Source extract.
*** Block opens ***
Every year, hundreds of thousands of museum-goers visit Ötzi in the South Tyrolean town of Bolzano. New research, though, shows that the famous model of the man from the Chalcolithic age is inaccurate. He wasn't white at all, and likely didn't have much hair on his head.
Foto:

Andrea Solero / AFP

By Guido Kleinhubbert

Have you heard? Ötzi, the mummified mountain man discovered in an Alpine glacier in 1991, actually came from an Egyptian burial chamber and was only brought to Austria after his discovery for PR reasons. He was a shaman, don’t you know, a criminal, a eunuch. Oh, and he also had a predilection for gay sex practices and had dark skin.

DER SPIEGEL 34/2023

The article you are reading originally appeared in German in issue 34/2023 (August 19th, 2023) of DER SPIEGEL.
*** Block closes ***
Extracted material.
*** Block opens ***
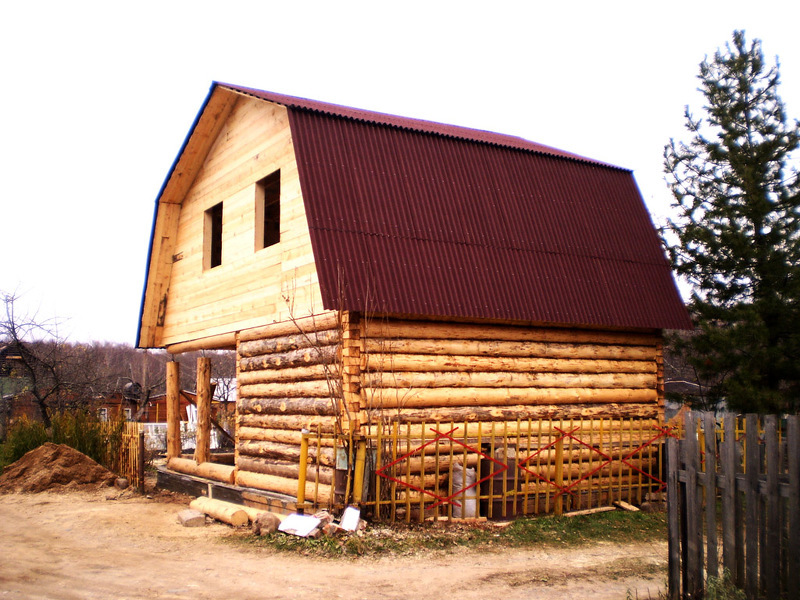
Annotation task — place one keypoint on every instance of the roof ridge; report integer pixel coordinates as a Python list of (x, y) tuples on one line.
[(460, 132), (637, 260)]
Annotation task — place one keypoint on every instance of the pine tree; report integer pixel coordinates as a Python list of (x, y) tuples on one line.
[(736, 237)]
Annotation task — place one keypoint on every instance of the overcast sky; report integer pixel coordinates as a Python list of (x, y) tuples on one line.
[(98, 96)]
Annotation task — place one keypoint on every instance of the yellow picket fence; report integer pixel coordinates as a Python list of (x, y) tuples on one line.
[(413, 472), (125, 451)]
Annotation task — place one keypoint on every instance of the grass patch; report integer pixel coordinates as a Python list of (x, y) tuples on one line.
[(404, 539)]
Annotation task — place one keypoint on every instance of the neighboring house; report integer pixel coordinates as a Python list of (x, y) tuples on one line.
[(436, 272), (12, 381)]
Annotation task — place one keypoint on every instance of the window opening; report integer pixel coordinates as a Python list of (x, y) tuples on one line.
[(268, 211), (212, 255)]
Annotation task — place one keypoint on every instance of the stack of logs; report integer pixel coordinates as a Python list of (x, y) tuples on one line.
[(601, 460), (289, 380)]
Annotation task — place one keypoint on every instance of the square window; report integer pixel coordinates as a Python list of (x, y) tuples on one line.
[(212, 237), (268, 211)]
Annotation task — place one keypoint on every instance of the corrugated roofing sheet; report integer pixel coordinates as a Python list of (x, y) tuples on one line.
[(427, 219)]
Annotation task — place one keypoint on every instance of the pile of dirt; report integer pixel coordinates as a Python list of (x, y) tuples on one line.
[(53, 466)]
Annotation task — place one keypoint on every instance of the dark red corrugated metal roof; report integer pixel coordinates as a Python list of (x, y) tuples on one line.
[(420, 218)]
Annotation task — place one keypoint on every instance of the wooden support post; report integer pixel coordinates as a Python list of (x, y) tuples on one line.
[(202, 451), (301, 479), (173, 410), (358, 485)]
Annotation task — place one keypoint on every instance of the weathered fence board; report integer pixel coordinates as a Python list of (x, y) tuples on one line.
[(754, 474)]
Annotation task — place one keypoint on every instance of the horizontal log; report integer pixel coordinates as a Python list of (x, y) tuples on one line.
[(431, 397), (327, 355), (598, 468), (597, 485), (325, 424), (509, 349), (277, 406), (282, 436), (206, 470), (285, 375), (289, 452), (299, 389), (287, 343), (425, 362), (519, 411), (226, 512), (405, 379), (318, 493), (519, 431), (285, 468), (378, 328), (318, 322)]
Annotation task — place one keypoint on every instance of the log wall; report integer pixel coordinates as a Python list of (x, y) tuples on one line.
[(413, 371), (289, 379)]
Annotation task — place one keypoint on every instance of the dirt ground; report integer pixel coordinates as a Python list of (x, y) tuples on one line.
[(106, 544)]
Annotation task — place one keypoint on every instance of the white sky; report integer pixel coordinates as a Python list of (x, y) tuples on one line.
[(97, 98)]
*** Block closes ***
*** Block opens ***
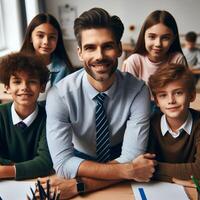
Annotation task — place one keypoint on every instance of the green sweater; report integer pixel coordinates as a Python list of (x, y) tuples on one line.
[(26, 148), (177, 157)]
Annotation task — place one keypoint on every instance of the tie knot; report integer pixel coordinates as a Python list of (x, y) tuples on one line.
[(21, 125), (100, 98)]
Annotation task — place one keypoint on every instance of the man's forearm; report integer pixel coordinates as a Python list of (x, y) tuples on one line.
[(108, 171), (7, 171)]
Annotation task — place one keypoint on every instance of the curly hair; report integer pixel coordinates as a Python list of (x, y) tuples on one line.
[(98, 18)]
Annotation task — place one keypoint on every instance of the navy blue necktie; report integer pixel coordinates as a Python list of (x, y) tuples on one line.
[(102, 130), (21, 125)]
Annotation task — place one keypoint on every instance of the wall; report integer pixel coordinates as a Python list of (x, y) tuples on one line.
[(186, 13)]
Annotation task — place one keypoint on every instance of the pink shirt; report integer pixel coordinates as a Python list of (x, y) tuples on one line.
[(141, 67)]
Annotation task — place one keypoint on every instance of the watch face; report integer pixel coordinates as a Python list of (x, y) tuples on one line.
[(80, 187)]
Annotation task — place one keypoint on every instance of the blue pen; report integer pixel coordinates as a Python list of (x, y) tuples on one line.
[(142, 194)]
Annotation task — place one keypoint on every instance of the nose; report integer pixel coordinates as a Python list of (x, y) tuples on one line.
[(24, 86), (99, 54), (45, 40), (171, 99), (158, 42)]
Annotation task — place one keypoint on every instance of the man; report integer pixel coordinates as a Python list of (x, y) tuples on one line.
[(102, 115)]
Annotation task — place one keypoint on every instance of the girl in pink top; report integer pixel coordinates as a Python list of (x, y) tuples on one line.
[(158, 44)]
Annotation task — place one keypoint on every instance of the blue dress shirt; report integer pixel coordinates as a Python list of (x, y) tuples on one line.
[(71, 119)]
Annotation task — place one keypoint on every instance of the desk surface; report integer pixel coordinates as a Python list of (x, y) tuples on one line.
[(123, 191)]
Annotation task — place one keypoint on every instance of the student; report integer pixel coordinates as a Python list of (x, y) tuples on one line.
*** Block closes ***
Directions.
Extract the portion of the Ötzi article that runs from "Andrea Solero /" up to and including "had dark skin.".

Solution.
Andrea Solero / AFP

By Guido Kleinhubbert

Have you heard? Ötzi, the mummified mountain man discovered in an Alpine glacier in 1991, actually came from an Egyptian burial chamber and was only brought to Austria after his discovery for PR reasons. He was a shaman, don’t you know, a criminal, a eunuch. Oh, and he also had a predilection for gay sex practices and had dark skin.